_Provided information_
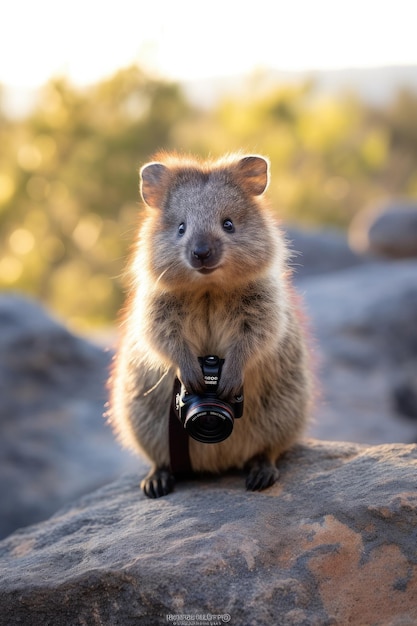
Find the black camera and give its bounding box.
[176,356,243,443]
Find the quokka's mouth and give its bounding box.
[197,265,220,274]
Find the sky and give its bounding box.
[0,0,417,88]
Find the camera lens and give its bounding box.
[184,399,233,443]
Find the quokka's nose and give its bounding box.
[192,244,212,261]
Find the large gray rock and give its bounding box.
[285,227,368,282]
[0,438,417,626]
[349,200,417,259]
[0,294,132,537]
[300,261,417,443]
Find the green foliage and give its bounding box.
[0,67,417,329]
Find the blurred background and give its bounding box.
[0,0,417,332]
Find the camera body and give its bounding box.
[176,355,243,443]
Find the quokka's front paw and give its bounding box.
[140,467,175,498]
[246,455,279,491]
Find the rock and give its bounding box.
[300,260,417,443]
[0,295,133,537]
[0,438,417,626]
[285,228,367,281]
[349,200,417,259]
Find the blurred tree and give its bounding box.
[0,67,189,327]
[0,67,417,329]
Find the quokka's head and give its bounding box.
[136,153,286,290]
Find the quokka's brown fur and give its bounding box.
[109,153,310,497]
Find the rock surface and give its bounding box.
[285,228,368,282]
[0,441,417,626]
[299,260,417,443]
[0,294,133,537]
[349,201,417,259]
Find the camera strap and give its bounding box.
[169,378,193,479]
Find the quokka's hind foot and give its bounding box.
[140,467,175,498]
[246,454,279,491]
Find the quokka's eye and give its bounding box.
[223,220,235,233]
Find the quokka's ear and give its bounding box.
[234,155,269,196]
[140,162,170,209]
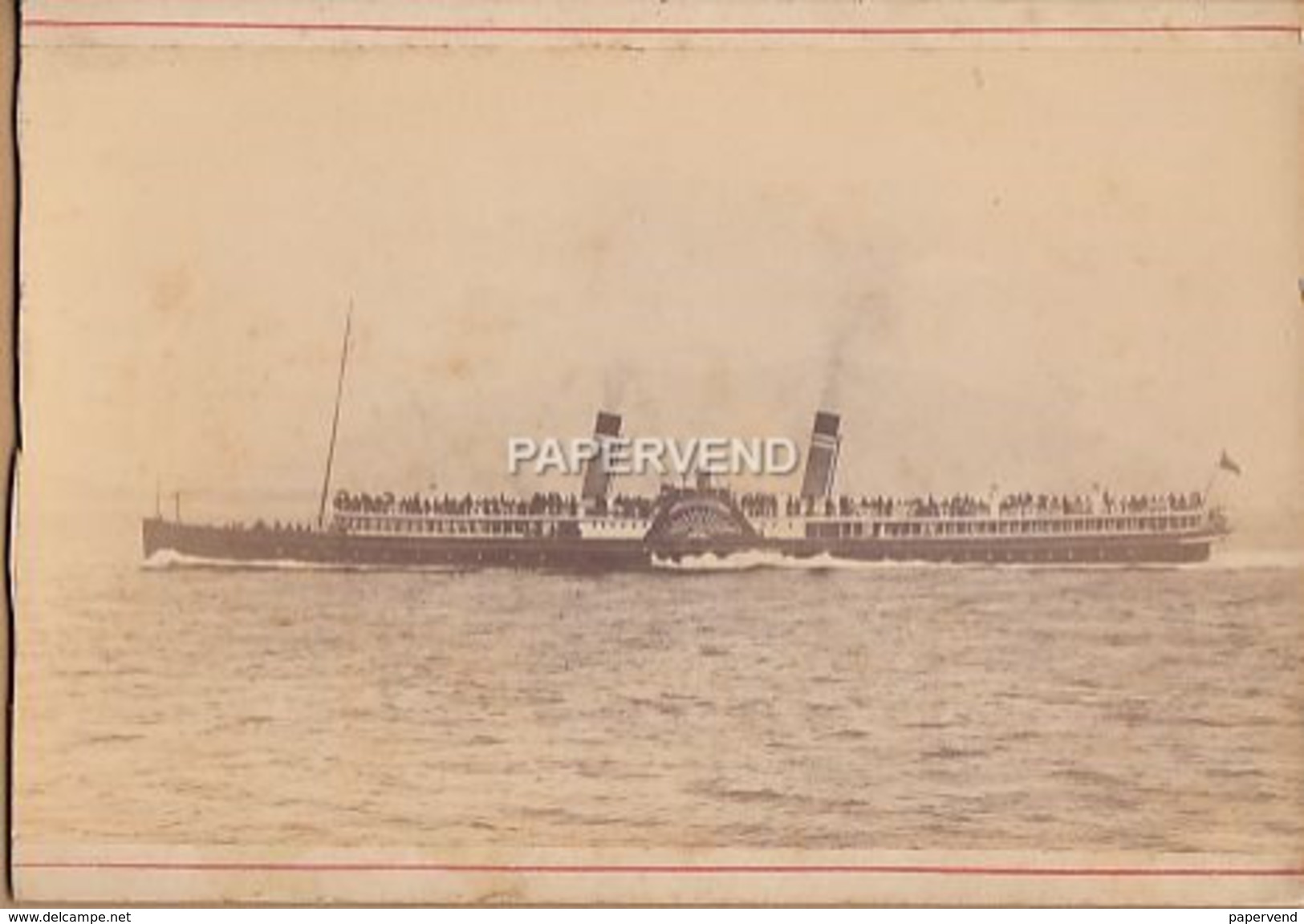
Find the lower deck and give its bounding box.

_What is being asked_
Quote every line of the material from the line containing "Find the quokka's eye" through the end of the material, both included, and leave out the pictures.

_Task result_
Find the quokka's eye and give its bounding box.
[223,220,235,233]
Find the quokka's ear and give its bounding box.
[234,155,269,196]
[140,162,170,209]
Find the lower deck and give its bounding box.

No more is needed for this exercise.